- TASK OBJECTIVE -
Which lines below contain the word "green"? Return every one of them in full.

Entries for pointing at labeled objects

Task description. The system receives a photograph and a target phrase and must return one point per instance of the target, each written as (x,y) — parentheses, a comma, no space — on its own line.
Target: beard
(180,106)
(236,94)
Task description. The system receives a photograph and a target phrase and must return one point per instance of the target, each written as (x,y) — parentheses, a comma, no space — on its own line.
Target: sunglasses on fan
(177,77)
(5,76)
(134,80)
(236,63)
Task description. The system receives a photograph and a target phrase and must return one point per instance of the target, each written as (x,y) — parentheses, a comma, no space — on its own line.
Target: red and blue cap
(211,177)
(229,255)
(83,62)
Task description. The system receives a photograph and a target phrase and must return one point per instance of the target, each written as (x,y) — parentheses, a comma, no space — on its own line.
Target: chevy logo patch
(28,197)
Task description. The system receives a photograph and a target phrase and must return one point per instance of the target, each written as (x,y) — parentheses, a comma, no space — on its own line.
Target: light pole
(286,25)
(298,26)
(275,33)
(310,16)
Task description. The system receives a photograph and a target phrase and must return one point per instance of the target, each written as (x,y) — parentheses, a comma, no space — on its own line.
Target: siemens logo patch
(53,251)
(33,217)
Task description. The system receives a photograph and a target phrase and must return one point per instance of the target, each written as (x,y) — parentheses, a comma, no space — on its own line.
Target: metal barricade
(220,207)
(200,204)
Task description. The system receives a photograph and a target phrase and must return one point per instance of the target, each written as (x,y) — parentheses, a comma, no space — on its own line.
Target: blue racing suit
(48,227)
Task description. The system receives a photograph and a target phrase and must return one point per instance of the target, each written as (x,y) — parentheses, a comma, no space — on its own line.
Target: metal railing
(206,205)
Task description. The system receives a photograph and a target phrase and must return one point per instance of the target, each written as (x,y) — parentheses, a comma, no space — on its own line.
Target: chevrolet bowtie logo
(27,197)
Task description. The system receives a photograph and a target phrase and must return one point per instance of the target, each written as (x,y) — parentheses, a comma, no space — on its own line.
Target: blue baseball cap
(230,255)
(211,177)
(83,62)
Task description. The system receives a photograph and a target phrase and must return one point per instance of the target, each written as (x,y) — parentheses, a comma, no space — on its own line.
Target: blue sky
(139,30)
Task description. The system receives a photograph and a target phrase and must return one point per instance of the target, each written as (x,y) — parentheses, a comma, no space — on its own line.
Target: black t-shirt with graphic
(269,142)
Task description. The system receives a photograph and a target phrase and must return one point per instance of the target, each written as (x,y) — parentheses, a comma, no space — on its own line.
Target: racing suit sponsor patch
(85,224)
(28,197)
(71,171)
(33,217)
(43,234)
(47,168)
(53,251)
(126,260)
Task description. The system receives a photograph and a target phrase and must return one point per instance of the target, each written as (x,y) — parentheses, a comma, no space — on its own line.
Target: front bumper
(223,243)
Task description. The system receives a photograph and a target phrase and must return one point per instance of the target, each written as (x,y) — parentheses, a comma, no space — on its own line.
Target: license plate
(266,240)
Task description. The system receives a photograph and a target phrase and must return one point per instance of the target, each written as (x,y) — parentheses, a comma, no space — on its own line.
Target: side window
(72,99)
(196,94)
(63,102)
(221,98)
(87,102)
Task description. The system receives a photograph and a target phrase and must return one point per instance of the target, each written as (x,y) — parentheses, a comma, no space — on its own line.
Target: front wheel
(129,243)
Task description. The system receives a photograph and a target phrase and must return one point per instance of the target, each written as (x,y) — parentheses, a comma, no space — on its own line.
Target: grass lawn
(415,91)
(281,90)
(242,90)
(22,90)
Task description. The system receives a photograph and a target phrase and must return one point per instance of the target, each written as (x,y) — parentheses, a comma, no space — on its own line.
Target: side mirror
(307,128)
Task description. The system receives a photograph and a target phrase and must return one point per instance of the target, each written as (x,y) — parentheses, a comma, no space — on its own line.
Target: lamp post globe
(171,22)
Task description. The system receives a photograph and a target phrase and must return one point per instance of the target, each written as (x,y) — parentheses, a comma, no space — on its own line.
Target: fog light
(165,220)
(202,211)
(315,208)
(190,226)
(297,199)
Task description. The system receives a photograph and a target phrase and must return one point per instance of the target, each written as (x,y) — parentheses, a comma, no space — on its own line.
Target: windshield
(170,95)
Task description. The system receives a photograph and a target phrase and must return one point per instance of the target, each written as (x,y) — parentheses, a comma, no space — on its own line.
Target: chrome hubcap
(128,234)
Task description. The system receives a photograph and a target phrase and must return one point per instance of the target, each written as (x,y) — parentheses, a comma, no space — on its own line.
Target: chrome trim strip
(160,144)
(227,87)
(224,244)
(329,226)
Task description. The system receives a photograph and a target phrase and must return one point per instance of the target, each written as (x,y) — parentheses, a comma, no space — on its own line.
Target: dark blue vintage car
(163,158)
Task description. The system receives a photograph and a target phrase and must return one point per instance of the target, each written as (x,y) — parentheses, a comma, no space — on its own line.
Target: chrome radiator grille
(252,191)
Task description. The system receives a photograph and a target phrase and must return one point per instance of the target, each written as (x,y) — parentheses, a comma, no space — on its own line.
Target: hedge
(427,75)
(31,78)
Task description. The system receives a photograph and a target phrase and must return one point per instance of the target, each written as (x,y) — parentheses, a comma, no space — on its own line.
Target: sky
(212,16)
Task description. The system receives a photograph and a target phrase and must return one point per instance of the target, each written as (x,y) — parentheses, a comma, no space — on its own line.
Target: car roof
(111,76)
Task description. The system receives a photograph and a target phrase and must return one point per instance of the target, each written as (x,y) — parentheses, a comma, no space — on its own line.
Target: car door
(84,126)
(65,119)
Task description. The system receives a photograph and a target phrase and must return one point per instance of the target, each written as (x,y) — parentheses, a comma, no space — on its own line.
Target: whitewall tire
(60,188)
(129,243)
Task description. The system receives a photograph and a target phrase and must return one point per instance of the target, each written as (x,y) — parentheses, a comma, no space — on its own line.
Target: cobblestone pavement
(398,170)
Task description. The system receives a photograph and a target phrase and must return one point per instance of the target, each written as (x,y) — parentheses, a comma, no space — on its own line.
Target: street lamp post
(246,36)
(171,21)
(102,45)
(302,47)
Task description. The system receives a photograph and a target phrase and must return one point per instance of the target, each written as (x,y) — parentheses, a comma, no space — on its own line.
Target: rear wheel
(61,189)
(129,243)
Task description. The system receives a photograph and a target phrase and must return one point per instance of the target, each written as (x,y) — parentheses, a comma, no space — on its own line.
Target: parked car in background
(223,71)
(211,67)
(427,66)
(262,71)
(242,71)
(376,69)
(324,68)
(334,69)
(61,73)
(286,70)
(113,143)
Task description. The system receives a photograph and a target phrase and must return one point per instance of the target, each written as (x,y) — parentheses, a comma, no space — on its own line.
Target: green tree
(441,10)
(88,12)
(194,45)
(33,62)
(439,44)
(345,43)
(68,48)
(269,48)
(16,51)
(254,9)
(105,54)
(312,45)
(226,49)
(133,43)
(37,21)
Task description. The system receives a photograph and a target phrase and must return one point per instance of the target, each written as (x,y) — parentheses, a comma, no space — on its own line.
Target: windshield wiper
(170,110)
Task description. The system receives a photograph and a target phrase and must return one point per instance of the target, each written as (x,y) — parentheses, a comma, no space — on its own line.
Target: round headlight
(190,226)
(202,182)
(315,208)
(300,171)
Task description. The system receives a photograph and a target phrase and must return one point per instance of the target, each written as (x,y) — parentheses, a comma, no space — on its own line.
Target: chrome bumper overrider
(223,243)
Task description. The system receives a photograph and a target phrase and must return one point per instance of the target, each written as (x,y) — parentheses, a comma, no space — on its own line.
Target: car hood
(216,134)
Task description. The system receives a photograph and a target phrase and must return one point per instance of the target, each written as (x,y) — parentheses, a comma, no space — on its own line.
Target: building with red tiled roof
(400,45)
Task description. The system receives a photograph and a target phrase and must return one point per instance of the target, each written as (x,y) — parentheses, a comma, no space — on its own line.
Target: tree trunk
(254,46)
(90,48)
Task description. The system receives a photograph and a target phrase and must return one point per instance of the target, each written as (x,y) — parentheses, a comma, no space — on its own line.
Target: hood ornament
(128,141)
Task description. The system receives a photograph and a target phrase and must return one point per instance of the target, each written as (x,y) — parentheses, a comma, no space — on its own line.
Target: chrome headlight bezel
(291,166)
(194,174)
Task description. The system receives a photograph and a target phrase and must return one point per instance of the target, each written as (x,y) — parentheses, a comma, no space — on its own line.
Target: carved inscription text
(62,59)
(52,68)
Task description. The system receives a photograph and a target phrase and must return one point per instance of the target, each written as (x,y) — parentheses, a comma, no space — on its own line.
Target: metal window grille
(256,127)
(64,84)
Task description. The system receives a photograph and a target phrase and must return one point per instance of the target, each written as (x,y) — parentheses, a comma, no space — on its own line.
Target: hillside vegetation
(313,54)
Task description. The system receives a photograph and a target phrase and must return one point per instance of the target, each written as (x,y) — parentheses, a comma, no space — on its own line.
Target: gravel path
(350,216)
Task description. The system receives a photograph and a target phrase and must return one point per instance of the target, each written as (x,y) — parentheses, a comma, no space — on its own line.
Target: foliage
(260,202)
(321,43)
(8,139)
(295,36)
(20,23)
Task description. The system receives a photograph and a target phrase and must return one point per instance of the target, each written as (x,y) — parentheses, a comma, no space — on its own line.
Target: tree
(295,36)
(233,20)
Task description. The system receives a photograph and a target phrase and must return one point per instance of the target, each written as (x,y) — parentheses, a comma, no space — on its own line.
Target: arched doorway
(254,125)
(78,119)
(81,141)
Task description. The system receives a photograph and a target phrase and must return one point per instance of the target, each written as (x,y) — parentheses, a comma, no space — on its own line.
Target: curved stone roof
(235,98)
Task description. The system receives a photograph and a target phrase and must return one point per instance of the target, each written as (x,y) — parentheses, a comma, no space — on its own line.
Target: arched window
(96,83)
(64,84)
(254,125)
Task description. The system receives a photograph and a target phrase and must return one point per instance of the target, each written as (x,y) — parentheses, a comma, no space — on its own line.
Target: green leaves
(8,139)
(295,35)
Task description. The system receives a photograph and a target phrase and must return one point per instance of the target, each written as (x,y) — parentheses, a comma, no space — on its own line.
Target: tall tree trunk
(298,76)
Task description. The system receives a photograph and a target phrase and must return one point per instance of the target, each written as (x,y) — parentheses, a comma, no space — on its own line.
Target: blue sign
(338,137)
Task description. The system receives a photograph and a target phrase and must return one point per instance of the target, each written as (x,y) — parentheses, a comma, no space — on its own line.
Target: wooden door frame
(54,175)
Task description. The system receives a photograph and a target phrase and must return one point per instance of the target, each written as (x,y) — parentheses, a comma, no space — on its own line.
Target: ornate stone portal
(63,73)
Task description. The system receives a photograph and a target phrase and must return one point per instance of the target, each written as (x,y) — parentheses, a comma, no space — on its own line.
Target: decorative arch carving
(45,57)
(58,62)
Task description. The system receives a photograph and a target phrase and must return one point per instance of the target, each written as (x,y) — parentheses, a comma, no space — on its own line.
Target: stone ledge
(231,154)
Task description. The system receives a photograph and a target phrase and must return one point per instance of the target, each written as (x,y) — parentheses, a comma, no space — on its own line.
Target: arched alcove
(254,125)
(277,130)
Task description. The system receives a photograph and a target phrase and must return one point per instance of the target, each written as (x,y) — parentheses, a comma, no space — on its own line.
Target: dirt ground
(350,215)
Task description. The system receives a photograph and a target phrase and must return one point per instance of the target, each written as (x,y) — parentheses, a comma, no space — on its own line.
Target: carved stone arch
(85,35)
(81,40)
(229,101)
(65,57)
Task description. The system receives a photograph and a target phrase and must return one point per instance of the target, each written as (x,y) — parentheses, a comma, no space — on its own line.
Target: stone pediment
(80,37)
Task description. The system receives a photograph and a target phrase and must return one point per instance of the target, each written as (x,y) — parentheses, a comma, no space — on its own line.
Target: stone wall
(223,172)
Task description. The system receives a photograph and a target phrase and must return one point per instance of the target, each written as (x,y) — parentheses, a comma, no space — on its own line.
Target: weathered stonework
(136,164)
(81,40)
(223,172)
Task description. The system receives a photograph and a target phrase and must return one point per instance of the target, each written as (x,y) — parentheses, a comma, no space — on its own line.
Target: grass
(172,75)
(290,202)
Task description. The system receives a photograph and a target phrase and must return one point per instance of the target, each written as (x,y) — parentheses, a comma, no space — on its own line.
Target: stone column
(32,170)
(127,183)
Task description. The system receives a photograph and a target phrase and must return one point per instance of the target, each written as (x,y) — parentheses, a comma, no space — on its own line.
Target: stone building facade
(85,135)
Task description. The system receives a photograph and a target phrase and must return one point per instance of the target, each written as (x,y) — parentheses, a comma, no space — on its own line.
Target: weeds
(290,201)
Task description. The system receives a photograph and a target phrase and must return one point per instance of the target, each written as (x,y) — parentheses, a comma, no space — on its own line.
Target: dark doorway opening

- FINISHED EXERCISE -
Target: green tree
Target: green leaves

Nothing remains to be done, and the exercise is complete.